#### [Exercise requirements]
Show every line of the data below that contains the word "long", copying each line in full. Matches must have the same uppercase and lowercase letters.

*****

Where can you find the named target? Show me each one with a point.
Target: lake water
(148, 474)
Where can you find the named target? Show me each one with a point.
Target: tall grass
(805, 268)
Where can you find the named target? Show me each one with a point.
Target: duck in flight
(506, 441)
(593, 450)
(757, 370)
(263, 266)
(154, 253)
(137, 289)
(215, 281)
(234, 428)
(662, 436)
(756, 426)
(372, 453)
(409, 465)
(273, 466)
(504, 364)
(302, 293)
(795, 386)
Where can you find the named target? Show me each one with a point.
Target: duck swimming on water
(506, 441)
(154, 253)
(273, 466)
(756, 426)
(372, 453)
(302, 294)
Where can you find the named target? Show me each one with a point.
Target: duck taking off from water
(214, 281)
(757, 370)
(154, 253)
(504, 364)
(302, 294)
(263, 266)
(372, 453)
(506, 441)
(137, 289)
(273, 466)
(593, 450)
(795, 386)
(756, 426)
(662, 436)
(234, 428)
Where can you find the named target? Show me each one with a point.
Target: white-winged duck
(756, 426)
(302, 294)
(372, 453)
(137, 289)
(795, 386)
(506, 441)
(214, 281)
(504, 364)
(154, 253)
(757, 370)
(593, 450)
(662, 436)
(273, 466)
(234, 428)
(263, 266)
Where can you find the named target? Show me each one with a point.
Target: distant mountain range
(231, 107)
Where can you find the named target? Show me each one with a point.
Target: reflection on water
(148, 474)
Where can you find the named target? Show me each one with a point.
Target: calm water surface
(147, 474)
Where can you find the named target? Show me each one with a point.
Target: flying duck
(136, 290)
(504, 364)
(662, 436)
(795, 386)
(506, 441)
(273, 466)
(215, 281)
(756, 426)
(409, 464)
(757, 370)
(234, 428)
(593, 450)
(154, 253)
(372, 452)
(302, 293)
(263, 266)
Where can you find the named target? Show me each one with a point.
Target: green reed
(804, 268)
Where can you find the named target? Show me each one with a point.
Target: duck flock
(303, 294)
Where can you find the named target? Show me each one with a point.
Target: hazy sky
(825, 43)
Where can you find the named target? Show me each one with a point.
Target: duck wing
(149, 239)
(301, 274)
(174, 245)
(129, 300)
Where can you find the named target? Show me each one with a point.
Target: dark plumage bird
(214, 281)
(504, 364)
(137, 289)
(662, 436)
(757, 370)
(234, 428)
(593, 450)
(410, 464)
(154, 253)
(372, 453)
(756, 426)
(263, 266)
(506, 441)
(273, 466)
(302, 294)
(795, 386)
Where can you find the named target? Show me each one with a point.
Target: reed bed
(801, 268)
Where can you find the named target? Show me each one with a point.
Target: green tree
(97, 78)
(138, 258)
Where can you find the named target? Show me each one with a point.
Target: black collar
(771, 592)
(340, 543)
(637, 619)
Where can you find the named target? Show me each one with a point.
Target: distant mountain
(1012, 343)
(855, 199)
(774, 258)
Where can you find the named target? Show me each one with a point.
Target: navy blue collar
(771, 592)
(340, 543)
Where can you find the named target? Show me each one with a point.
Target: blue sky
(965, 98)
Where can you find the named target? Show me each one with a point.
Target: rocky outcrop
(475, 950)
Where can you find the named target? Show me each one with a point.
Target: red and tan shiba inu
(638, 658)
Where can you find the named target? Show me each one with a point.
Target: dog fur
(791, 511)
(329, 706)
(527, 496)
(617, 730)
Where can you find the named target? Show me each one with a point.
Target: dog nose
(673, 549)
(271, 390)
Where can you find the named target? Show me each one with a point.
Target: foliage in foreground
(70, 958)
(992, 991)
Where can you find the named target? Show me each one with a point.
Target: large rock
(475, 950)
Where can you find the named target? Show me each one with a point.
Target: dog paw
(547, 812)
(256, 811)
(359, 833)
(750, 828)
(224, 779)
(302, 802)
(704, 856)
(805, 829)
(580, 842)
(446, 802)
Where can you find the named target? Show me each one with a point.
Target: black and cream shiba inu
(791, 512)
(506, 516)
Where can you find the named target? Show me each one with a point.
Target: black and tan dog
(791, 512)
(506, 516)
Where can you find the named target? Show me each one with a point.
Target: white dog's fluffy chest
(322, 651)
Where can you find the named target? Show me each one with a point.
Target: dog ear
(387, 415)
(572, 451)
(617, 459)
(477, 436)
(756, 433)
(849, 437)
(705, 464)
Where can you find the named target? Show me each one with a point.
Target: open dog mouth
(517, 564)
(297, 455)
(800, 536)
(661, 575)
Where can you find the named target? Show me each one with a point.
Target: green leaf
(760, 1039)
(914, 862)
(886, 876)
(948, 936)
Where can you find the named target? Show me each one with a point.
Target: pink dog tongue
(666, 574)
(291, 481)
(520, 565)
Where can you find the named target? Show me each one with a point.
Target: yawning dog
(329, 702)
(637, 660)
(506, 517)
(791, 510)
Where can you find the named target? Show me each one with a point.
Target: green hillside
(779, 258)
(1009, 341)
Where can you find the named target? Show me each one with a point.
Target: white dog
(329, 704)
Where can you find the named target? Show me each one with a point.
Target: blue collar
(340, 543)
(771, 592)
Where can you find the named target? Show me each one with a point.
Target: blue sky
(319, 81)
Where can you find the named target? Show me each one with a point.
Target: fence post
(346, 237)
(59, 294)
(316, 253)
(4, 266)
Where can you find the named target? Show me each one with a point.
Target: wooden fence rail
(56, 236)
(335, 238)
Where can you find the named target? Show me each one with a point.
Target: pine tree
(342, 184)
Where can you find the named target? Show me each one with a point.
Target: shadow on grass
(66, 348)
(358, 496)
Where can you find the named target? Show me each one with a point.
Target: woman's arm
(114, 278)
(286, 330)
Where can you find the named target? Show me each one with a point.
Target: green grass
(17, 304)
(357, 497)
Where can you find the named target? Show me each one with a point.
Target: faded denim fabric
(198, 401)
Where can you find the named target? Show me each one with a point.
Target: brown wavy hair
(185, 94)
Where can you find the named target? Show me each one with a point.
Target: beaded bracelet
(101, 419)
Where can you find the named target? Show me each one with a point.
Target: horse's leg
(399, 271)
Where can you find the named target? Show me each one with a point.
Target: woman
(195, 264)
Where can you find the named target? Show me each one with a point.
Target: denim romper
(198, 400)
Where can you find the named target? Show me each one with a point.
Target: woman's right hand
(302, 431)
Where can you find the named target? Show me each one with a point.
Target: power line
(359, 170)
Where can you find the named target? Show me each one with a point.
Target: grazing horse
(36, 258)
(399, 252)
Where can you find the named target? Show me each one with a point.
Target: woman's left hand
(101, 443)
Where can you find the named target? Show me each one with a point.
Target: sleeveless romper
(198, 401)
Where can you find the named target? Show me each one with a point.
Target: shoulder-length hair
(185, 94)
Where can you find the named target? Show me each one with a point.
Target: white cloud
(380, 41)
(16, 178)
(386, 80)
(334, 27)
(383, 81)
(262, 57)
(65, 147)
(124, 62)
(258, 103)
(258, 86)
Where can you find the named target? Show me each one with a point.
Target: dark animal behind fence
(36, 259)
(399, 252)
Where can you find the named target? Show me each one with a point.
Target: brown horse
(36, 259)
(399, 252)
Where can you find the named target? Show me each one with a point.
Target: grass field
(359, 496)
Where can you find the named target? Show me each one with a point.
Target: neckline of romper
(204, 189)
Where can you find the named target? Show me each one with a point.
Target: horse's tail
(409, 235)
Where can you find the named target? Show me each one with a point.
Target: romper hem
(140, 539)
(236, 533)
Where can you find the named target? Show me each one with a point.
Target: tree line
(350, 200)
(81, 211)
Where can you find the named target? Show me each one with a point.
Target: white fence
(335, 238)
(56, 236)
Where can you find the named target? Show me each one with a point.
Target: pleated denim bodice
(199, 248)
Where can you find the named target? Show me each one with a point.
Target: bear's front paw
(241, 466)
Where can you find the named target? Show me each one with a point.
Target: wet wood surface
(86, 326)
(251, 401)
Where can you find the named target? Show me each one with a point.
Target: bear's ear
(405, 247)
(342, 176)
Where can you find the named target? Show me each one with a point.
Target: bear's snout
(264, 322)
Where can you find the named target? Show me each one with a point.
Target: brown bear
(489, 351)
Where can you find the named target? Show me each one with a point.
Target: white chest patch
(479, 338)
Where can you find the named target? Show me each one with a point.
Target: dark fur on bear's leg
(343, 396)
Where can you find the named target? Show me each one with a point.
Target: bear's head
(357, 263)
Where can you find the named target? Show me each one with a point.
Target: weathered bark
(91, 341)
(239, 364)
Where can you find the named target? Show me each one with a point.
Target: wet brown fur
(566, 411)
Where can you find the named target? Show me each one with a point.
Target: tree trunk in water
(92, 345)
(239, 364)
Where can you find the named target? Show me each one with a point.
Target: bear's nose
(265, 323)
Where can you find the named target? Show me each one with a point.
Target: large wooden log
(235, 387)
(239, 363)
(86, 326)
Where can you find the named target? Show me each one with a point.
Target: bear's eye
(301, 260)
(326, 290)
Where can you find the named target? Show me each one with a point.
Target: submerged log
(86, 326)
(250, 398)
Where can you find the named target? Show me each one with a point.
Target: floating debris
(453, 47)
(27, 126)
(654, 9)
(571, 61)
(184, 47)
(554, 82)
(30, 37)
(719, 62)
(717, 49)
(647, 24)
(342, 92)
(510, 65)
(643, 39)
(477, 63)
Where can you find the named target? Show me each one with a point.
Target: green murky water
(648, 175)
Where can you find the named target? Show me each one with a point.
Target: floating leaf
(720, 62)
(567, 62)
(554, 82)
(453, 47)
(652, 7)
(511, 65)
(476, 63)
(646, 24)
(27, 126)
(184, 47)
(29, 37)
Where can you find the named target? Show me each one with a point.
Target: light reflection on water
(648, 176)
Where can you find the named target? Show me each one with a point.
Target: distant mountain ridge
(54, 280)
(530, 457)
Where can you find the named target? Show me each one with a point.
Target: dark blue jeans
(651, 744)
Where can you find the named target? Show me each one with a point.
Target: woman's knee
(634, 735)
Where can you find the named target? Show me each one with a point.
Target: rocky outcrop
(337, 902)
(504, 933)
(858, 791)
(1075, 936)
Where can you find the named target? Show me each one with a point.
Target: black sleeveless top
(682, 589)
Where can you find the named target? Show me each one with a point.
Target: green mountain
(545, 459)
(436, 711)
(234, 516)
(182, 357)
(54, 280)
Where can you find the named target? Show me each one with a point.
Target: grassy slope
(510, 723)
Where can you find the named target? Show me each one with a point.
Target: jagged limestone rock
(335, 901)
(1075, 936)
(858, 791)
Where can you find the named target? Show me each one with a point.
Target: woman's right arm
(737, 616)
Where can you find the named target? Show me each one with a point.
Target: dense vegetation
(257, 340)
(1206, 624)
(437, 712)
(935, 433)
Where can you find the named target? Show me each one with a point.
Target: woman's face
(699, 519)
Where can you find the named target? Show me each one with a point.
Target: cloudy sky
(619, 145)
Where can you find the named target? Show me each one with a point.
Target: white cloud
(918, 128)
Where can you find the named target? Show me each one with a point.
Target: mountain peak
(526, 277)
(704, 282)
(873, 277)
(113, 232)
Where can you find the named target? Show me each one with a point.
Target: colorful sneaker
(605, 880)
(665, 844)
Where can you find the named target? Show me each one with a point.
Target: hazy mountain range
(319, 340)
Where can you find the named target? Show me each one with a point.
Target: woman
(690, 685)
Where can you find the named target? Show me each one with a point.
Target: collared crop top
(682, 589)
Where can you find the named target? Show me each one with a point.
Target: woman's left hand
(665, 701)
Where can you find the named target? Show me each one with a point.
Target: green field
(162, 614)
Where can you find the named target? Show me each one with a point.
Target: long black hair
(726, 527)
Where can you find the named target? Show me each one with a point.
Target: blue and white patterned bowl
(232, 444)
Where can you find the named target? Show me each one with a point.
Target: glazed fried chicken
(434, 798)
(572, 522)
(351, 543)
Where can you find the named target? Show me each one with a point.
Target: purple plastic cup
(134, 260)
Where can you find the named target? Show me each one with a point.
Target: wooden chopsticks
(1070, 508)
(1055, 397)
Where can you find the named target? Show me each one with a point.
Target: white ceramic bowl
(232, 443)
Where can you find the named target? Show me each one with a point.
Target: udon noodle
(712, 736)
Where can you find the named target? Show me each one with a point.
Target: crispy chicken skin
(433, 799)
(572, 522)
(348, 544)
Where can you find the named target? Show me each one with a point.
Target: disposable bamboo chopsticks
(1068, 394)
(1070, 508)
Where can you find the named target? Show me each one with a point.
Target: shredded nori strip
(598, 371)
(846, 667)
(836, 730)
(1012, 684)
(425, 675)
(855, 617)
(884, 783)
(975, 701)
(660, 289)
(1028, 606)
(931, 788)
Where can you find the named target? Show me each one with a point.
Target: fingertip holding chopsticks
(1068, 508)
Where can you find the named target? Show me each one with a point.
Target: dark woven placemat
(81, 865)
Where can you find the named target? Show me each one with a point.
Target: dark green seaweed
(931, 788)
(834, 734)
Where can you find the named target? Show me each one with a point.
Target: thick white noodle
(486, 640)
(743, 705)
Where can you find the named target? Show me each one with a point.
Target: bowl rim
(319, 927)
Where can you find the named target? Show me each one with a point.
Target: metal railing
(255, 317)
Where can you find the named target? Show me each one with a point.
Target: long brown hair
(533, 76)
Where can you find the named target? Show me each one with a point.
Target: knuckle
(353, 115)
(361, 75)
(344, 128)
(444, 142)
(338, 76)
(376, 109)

*****

#### [Final result]
Target: long black hair
Target: long brown hair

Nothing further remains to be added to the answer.